本文
^^^^^^^^^^^^^^^^
無実の罪をきせられたエルザ姫は、突然現れた白鳥の騎士に「決して名前を問わぬ」ことを条件に窮地を救われ、愛し合うも、魔女に唆されて騎士の名前を尋ねてしまい、騎士の愛と庇護を失う話。

 とにかく目当てはクラウス・フロリアン・フォークトです。

 フォークト! フォークト!

 演奏の良し悪しや歌のテクニック云々より、歌手の「声」そのものに興味のある私にとって、フォークトさえ聴けるのなら、苦手な作曲家だろうがその中でも特に苦手な演目だろうが(たぶんそうだと思う)関係ない。

 苦手といいつつ、演奏を聴いていて鳥肌が立ったポイントは2つあって、1つ目は1幕への前奏曲。2つ目がフォークトの登場の第一声で、あれを聴いた瞬間に、オケも他の歌手も作品の好き嫌いも拘束時間5時間の恐怖も消えてなくなってしまいました。

 神懸りとでも言いましょうか。あの透明感、清らかさ、曲がることのない光のように、真っ直ぐに響く力強さ。これが人間であってよいものか。「天上の声」とはこのことだ。

 その清らかな美声の、なんと残酷であったこと……。
^^^^^^^^^^^^^^^^
エントリー
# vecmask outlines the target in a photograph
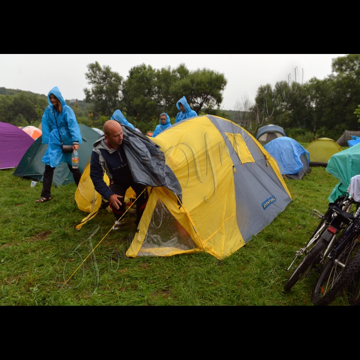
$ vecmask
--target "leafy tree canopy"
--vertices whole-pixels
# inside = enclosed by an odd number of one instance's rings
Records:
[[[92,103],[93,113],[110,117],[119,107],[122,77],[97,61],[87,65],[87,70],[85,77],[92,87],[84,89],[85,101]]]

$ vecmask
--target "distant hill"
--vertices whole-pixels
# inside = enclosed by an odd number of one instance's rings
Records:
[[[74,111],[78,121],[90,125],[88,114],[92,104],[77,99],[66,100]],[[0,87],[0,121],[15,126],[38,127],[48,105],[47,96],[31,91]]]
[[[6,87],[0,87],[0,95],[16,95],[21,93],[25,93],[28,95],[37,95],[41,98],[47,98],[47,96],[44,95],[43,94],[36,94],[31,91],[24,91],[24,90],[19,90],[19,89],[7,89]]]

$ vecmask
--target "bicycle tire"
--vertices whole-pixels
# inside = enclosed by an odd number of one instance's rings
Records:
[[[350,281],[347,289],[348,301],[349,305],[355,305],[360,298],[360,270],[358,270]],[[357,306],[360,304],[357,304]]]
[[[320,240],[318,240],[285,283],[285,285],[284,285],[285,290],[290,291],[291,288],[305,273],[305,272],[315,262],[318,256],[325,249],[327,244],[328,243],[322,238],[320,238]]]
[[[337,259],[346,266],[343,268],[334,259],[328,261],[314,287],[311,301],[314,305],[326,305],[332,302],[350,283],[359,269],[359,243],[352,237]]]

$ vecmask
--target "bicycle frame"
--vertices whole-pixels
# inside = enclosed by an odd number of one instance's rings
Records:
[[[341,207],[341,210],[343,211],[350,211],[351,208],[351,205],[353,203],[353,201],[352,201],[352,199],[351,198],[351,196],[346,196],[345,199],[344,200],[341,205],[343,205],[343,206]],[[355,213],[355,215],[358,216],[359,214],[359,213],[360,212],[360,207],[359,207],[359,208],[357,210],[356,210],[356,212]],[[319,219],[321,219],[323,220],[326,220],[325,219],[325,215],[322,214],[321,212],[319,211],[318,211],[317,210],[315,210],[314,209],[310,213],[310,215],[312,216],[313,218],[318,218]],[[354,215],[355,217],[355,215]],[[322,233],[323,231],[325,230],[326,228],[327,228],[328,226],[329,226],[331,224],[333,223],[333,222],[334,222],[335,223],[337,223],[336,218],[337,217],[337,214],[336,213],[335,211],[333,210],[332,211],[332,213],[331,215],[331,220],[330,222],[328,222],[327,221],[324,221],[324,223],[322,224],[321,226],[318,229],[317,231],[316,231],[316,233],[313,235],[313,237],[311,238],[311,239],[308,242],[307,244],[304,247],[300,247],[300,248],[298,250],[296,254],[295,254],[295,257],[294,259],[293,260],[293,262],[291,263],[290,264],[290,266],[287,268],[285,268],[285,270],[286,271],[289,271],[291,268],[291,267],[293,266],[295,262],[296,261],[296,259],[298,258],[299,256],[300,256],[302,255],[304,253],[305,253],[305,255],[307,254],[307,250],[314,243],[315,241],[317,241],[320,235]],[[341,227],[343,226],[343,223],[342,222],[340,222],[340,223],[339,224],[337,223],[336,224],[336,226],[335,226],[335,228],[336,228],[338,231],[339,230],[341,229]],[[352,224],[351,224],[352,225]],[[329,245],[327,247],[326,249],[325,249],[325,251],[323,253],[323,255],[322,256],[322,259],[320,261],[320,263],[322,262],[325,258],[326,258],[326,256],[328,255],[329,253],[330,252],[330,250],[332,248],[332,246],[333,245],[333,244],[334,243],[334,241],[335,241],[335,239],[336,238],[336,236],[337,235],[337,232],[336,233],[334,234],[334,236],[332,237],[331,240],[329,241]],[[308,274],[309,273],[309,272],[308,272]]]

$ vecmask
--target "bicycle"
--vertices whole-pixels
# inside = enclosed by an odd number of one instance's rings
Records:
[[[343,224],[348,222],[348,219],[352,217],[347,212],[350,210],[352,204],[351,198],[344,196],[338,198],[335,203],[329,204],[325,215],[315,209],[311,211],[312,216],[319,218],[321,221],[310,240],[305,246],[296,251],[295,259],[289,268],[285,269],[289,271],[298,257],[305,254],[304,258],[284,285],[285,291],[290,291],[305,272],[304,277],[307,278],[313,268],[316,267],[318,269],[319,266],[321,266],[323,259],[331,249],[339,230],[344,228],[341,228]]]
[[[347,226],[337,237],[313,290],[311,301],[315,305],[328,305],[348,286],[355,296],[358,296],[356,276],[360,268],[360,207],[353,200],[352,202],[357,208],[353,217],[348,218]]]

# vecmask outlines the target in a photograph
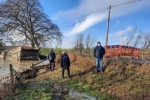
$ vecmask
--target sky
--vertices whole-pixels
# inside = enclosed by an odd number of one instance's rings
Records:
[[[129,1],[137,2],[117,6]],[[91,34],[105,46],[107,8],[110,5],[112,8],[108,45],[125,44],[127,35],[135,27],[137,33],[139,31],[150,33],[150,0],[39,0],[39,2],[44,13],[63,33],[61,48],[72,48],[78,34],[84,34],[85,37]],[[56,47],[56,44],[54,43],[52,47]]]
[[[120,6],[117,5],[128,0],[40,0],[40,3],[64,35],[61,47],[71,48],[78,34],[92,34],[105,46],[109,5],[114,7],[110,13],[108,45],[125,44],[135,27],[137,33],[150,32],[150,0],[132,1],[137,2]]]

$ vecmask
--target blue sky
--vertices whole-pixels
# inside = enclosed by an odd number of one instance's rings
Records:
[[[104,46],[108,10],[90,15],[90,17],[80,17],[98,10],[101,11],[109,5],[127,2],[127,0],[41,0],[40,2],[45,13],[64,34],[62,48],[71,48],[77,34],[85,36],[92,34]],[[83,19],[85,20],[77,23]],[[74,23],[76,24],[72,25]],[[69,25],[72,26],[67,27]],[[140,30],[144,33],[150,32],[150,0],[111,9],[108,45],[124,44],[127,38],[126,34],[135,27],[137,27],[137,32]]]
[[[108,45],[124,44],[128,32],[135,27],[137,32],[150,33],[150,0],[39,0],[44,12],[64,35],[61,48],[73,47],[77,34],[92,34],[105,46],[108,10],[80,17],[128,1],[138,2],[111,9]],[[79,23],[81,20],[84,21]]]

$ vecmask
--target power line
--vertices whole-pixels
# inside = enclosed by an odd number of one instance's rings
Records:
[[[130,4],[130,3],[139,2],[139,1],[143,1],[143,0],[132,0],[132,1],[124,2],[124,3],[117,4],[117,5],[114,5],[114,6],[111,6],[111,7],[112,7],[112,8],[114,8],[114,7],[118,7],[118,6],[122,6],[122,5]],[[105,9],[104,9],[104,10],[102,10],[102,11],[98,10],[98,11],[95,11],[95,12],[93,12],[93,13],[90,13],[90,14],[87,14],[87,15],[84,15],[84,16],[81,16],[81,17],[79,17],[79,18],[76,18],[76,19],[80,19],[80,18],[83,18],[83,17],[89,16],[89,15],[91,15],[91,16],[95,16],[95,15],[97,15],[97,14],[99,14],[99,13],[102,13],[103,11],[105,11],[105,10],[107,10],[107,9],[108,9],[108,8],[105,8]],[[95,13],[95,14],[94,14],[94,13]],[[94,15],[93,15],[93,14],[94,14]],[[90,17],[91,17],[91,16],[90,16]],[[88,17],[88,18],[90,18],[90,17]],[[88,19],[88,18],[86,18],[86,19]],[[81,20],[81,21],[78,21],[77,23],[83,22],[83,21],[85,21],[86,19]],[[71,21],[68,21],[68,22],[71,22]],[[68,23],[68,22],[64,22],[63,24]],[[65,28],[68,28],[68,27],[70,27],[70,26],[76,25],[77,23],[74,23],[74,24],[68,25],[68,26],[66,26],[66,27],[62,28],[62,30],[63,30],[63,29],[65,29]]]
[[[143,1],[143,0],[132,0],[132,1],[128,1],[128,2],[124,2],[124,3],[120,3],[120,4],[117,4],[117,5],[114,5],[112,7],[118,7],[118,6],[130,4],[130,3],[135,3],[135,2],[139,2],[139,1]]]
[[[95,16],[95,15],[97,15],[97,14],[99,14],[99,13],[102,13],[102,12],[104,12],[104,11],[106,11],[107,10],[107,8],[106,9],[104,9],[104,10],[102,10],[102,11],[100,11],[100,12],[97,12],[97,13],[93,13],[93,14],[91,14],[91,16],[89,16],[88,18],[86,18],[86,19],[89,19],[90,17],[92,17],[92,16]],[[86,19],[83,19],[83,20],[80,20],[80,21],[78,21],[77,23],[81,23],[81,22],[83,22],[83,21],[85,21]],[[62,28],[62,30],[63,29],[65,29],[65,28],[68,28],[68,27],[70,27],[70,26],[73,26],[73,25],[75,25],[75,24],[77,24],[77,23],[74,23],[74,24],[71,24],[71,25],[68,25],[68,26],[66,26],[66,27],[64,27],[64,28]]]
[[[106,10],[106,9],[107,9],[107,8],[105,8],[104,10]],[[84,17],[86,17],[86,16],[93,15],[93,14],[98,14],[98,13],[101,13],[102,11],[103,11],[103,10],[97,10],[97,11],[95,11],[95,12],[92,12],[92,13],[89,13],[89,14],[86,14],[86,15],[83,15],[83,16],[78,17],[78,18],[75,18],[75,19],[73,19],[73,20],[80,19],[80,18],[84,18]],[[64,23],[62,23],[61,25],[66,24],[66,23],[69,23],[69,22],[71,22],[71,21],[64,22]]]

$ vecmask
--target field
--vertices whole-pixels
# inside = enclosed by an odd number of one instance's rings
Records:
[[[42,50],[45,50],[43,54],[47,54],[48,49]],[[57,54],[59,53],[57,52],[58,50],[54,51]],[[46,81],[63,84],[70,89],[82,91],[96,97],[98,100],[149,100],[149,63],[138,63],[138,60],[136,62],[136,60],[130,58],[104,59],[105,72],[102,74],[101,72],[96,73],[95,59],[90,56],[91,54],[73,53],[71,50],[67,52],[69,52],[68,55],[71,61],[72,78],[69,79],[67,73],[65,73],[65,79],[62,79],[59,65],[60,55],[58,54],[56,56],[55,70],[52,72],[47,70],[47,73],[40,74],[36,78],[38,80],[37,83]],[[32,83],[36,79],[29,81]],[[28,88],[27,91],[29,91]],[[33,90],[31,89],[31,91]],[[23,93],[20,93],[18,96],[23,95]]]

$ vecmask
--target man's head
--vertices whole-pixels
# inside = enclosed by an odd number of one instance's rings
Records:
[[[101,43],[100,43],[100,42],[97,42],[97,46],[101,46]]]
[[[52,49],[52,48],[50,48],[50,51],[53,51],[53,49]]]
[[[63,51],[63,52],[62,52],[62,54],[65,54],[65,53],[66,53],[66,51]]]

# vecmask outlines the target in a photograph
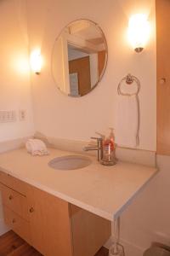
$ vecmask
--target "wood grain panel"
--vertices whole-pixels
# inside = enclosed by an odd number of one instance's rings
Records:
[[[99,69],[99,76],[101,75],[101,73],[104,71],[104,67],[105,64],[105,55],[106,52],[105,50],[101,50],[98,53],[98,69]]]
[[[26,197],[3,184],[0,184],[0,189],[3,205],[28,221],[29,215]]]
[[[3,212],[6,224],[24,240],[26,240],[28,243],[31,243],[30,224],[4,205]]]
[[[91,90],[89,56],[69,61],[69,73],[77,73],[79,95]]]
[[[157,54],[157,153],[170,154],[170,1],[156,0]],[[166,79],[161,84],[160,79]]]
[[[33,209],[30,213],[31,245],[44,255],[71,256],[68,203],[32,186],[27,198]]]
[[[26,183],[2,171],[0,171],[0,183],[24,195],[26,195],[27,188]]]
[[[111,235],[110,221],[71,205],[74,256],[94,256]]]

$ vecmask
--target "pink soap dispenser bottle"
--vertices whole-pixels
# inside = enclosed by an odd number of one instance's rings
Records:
^^^^^^^^^^^^^^^^
課題の内容
本文の「とにかく目当てはクラウス・フロリアン・フォークトです。」から「よいものか。「天上の声」とはこのことだ。」までをすべて書き写し、その際「前奏曲」を「序曲」に置き換えて書き換えること。 これらのエントリーは本文とは別の出典から取ったものである。

解答
とにかく目当てはクラウス・フロリアン・フォークトです。

 フォークト! フォークト!

 演奏の良し悪しや歌のテクニック云々より、歌手の「声」そのものに興味のある私にとって、フォークトさえ聴けるのなら、苦手な作曲家だろうがその中でも特に苦手な演目だろうが(たぶんそうだと思う)関係ない。

 苦手といいつつ、演奏を聴いていて鳥肌が立ったポイントは2つあって、1つ目は1幕への序曲。2つ目がフォークトの登場の第一声で、あれを聴いた瞬間に、オケも他の歌手も作品の好き嫌いも拘束時間5時間の恐怖も消えてなくなってしまいました。

 神懸りとでも言いましょうか。あの透明感、清らかさ、曲がることのない光のように、真っ直ぐに響く力強さ。これが人間であってよいものか。「天上の声」とはこのことだ。